What is expected: Output all of the entries exactly as written.

Dataset content:
Content starts

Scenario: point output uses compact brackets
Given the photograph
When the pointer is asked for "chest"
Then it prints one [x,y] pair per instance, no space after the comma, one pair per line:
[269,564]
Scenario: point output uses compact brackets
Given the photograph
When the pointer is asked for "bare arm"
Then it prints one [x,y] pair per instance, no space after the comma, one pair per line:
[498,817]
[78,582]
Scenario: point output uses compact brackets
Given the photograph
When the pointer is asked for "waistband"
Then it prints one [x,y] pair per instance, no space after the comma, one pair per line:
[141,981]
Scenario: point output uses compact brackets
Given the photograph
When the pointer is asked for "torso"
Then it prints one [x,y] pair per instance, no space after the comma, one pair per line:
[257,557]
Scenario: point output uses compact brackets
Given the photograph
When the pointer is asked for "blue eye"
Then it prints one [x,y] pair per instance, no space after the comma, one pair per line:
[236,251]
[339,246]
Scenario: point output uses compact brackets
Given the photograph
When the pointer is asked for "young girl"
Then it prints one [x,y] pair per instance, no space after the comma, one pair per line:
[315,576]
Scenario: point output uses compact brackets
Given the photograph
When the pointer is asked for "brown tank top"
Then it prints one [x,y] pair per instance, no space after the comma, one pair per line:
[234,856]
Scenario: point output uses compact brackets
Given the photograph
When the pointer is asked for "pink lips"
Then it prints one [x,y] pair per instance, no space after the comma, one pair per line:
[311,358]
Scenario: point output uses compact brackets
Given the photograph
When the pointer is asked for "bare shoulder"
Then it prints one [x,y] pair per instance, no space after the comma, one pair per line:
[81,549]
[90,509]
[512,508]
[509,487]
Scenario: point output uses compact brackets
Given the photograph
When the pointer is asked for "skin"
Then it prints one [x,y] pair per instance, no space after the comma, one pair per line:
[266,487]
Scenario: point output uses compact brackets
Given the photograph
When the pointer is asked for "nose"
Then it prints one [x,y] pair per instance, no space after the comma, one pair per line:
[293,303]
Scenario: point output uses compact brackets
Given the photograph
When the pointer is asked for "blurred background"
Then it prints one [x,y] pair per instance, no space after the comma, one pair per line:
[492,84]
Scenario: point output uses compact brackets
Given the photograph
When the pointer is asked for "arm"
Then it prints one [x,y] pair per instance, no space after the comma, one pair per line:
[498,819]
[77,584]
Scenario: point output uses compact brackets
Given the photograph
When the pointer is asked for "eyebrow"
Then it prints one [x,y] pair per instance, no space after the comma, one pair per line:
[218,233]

Content ends

Result below:
Scenario: point output uses compact brackets
Given the photograph
When the pointer is asked for "chest"
Then it prints one [x,y] pair per instance, no space after the comma, one pair per line:
[269,564]
Scenario: point output uses compact brackets
Given the photograph
When the pointer is asked for "bare arm"
Then it prints one [x,y] pair per instance, no space after the comma, one pair per line:
[498,817]
[78,582]
Scenario: point output uses compact brackets
Given the photograph
When the pointer is asked for "waistband"
Then it prints one [x,y] pair per instance, no space after the comma, one pair per line:
[141,981]
Scenario: point output uses compact brackets
Given the photograph
When the pointer is asked for "torso"
Then it prints one [x,y] pair per instance, no space after the comma, one pair per line:
[257,557]
Scenario: point output uses compact brackets
Given the photograph
When the pointer is asked for "blue eye"
Then it prints one [x,y] pair per instance, no space after the comma, one pair per line:
[236,251]
[339,246]
Scenario: point output uses compact brackets
Given the photograph
When the pointer is asked for "young girl"
Then it prints one [x,y] pair per instance, no space after the comma, one pair per line:
[315,576]
Scenario: point output uses compact brackets
Given the photograph
When the pointer is asked for "brown tank top"
Then it prints one [x,y] pair per instance, no space after the comma, one pair per line:
[234,856]
Scenario: point output uses compact brackets
Given the photograph
When the pointer is asked for "pink lips"
Then it prints one [x,y] pair per instance, no space after the comma, one pair per line:
[311,358]
Scenario: point output uses compact brackets
Given the photograph
When the pointer is asked for "bare shoulder"
Then it prints one [x,y] pair per instance, no space after the comma, one pair per line:
[81,549]
[90,509]
[512,508]
[509,487]
Scenario: point output uses compact brackets
Given the photograph
When the pointer is asked for "skin"
Then it prints one [x,y] pair per instance, no space after the comma, one pair per line:
[266,487]
Scenario: point output uses compact brackets
Given the photograph
When the pointer is asked for "nose"
Then it prints one [x,y] pair per instance, no space after the comma, one pair per line:
[293,303]
Scenario: point output uses compact brackets
Given the photograph
When the pointer is asked for "blurred background"
Then it prints one [x,y] pair per instance, no space after the comma, one pair per line:
[492,84]
Scenario: point output uses compact brackets
Given the photograph
When the pointer is asked for "arm"
Then it prints one [x,y] pair per instance, no space after the comma, one pair per line:
[498,819]
[77,584]
Scenario: point output uses compact brackets
Given the photograph
When the pointer is asked for "eyebrow"
Then it prints one [x,y] pair per instance, no space after the comma, one pair per line:
[218,233]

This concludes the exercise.